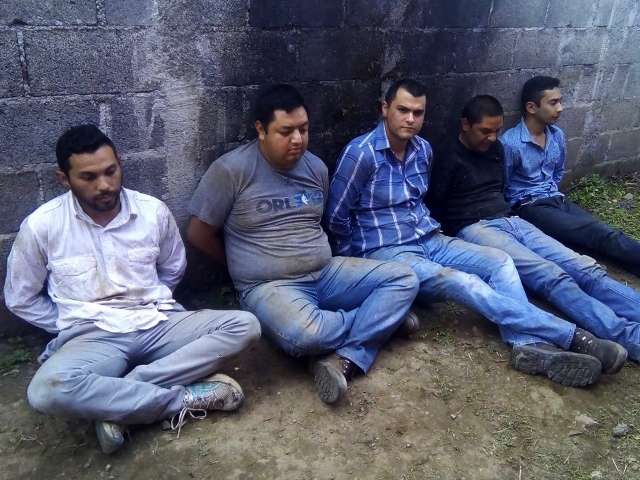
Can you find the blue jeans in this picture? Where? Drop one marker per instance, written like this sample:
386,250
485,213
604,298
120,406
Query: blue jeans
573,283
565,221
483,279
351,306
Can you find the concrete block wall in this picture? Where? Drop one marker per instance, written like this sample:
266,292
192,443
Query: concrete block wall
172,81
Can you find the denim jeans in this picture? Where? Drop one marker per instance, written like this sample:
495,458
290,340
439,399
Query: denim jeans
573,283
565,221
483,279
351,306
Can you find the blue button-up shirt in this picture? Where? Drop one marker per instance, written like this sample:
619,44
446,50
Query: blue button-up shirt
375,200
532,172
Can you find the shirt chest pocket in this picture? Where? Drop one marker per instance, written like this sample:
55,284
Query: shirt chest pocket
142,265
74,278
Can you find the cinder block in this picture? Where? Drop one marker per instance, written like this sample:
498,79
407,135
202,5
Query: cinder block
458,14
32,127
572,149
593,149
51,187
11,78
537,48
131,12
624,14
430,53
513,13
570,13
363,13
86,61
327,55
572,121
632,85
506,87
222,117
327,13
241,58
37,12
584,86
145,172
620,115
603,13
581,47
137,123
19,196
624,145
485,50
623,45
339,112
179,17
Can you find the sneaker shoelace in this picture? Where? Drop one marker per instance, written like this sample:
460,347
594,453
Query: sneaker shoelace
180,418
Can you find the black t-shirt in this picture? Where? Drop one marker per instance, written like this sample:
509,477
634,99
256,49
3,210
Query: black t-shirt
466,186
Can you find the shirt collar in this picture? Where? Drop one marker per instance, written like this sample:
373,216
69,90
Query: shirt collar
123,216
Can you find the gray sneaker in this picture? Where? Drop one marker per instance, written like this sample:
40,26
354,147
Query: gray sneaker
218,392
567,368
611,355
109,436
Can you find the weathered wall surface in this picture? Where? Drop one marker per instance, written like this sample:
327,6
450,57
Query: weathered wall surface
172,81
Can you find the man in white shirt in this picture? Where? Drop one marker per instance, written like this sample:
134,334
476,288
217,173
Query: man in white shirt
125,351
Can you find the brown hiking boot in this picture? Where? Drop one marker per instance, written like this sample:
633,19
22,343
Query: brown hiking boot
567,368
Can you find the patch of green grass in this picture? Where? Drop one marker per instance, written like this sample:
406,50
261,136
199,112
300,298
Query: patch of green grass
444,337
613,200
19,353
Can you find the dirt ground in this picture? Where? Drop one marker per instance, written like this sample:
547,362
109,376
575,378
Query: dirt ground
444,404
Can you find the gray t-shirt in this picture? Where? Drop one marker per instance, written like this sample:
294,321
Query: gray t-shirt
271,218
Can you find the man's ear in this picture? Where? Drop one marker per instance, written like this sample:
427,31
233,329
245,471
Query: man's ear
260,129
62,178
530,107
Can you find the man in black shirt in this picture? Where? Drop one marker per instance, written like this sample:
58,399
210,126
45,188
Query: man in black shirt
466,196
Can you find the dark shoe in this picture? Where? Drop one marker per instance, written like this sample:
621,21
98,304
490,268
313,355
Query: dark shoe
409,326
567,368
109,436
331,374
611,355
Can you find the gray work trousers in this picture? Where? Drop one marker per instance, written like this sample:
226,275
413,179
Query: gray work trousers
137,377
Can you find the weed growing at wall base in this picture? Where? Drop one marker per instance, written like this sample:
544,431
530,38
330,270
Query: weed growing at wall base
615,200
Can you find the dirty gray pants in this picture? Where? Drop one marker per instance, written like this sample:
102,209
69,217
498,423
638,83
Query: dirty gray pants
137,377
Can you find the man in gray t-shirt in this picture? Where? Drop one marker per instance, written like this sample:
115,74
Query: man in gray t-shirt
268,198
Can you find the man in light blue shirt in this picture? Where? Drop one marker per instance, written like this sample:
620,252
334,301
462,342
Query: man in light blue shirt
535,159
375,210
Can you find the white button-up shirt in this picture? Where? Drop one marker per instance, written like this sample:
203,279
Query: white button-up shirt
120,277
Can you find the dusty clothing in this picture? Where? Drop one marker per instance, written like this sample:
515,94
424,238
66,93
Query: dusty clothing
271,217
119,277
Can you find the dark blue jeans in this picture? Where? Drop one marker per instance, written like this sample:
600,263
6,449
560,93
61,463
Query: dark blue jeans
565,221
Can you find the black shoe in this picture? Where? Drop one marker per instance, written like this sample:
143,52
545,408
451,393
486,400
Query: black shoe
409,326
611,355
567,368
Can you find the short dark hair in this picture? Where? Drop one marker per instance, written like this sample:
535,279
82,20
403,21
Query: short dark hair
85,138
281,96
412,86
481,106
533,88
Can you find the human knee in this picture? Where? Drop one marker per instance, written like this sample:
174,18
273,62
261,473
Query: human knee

━━━━

--- Exercise ---
Copy every line above word for word, leaving out the pictures.

--- Written answer ---
Can you find the blue jeans in this picture? Where? Drop one marker per instance, written like this sample:
386,250
485,213
604,298
120,406
Query: blue jeans
573,283
565,221
483,279
351,306
Can you find the concrete block wall in this picture? Where? Drop one marker per instance, written like this sample:
266,292
192,443
Query: concrete block wall
172,81
Can you find the denim jeans in this picture? Where? Drop one marker per instance, written like this sample:
495,458
290,340
439,399
Query: denim jeans
573,283
565,221
483,279
351,306
Can you find the blue button-up shirt in this picture? Where? Drop one marker per instance, written like this sample:
619,44
446,50
Query: blue button-up shirt
375,200
532,172
Can you find the shirt chest pocket in this picture? Where? Drop one marker per instance, written like this sample:
55,284
Query: shirt chest pocket
142,265
74,278
Can you find the cinder block in this picture? Where? Drop one marker per instance, written like this sample:
498,79
407,135
202,5
Query: cinder block
458,14
32,127
572,149
593,149
51,187
11,78
537,48
131,12
624,14
430,53
513,13
570,13
363,13
86,61
327,55
572,121
632,85
506,87
222,117
327,13
241,58
37,12
584,86
145,172
620,115
603,13
581,47
137,123
19,196
624,145
485,50
623,45
339,112
179,17
Can you find the sneaker shoelace in this picture? Where? Drop one marker per instance, written like this sample:
460,347
594,453
Query: sneaker shoelace
180,418
Can you find the black t-shirt in this picture? Where? Drop one marker per instance, written like this sample:
509,477
634,99
256,49
3,210
Query: black t-shirt
466,186
Can you find the shirt collar in this picture? Where? Drop one marker per instance, written like this sample:
373,216
69,90
Query: shirt collar
123,216
Can you find the gray sneaker in this picture? Where? Drop one marker per instance, written like this sample:
40,26
354,147
Query: gray sneaker
218,392
567,368
611,355
109,436
Can you find the weathered wall surface in this picture? Where? Drop one marker per instance, written like this sample:
327,6
450,57
Query: weathered wall surface
172,81
Can you find the man in white shirt in this picture? Where? Drop one marker per instance, written like this sample:
134,334
476,288
217,173
Query: man in white shirt
125,351
Can you find the brown hiking boot in this picture? Where? Drop one marker per instance, written like this sample:
633,19
22,343
Query: brown hiking boot
567,368
Can you find the patch of green grass in this picture? Where? Drop one marker per instance, written like this sample:
406,50
261,136
199,112
300,298
Query: patch of green grass
444,337
613,200
19,353
Can you find the dirt ground in this picture? Where? Drop one marker per instance, written like this sample:
547,362
109,376
575,378
Query: dirt ground
444,404
Can you find the gray t-shirt in this picture? Where? Drop one marker per instance, written like this sample:
294,321
Query: gray t-shirt
271,218
Can you find the man's ear in this picture? Where? Drop one marker per instance, written like this sample:
427,31
233,329
245,471
Query: man's ear
260,129
62,178
530,107
Can you find the man in black shirt in this picture? Where? Drop one marker per instance, written like this sample:
58,399
210,126
45,188
Query: man in black shirt
466,196
Can you find the dark shoe in this picture? Where? Drop one marker per instance, written like this sample:
621,21
98,304
490,268
313,355
Query: dark shoe
409,326
567,368
109,436
331,374
611,355
Can you find the gray work trousers in this picture? Where? Drop one marker per instance, written like this sample:
226,275
413,179
Query: gray work trousers
137,377
Can you find the weed growing at wall base in this picture? Where? Drop one marker per instance, written like this sample:
544,431
530,38
330,270
Query: weed growing at wall base
615,200
Can you find the dirty gray pants in this picture? Where? Drop one marker per instance, written like this sample:
102,209
69,217
498,423
638,83
Query: dirty gray pants
137,377
Can you find the man in gray t-shirt in this picture? Where? Drop one marker per instance, written like this sample:
115,74
Query: man in gray t-shirt
268,198
Can you find the man in light blue shirt in this picture? Where? Drop one marker per instance, written like this sample:
620,252
334,301
462,342
Query: man in light blue shirt
535,159
375,210
Can you find the white button-up shirt in this picture? Where? Drop one marker per instance, written like this sample:
203,279
Query: white button-up shirt
120,277
Can you find the dusty clothing in this picture? Where? Drop one marker per instance, written like this sample:
515,94
424,238
66,93
Query: dusty clothing
271,217
119,277
Can you find the dark blue jeans in this picture? Where? Drop one marker per instance, written like this sample:
600,263
6,449
560,93
61,463
Query: dark blue jeans
565,221
Can you find the black shoe in this picture? Where? Drop one marker per instance, written like this sample:
143,52
545,408
451,393
486,400
Query: black shoe
409,326
611,355
567,368
Can you find the short dark hair in this picture? Where? Drop one marker per instance, written like this sample:
535,279
82,20
403,21
Query: short dark hair
85,138
281,96
412,86
481,106
533,88
Can you find the human knee in this picture? Where? Drop one marker per instance, written like this sample:
174,18
273,62
261,473
Query: human knee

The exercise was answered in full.